WHAT THE EXERCISE ASKS: Rescale the listing from its start through the line containing "POLYGON ((333 112, 321", both ends included. Give every line again, requests too, with each coordinate in the answer outlines multiplied by 2.15 and rounded to a whole number (halves up), leaving the requests and their sample layouts unchanged.

Labeled area outline items:
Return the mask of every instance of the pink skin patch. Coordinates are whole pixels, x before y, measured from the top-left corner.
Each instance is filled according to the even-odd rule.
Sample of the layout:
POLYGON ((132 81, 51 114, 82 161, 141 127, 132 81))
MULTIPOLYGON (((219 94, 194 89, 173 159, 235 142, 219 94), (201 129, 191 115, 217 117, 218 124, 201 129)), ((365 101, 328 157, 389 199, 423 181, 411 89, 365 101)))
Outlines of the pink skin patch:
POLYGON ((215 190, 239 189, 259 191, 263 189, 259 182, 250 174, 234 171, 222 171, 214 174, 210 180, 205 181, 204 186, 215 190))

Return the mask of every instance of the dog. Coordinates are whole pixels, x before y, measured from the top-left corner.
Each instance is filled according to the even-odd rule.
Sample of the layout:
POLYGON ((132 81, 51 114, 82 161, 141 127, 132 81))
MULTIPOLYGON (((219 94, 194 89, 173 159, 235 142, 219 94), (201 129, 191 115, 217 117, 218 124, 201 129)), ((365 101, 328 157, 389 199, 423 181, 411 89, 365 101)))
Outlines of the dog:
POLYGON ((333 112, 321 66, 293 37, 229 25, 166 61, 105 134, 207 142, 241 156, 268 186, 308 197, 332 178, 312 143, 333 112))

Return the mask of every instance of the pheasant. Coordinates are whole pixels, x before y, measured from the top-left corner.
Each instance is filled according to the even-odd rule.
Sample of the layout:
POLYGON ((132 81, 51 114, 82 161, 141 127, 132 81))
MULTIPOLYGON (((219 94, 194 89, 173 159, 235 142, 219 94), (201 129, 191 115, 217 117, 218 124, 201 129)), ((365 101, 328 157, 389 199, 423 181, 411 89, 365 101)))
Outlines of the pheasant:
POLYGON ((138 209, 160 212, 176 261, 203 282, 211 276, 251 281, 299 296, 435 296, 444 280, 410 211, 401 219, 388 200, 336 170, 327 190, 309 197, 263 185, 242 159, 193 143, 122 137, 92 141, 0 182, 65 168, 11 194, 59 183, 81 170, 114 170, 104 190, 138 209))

ANSWER TO THE PROBLEM:
Return the mask of every instance of the pink skin patch. Coordinates are whole pixels, x before y, measured from the top-left corner.
Each instance is filled according to the even-odd rule.
Sample of the layout:
POLYGON ((132 81, 51 114, 82 161, 141 127, 132 81))
MULTIPOLYGON (((219 94, 194 89, 173 159, 235 142, 219 94), (201 129, 191 115, 217 117, 218 124, 201 129)), ((365 101, 328 157, 389 199, 423 181, 411 89, 365 101)))
Outlines of the pink skin patch:
POLYGON ((462 409, 514 406, 557 411, 565 406, 557 391, 538 374, 503 368, 477 368, 460 374, 452 387, 441 389, 439 400, 462 409))

Return the mask of every instance of the dog. Coordinates are whole pixels, x before y, measured from the top-left corner.
Each instance is filled according to the even-odd rule.
Sample of the layout:
POLYGON ((132 81, 51 114, 82 161, 141 127, 132 81))
MULTIPOLYGON (((219 94, 194 89, 173 159, 235 142, 219 94), (201 129, 191 115, 217 117, 218 124, 201 129)), ((365 101, 328 157, 389 199, 423 181, 411 89, 365 101)))
Outlines of the dog:
POLYGON ((716 241, 690 142, 630 80, 492 54, 357 131, 226 288, 445 305, 518 335, 576 400, 662 424, 714 383, 671 307, 716 241))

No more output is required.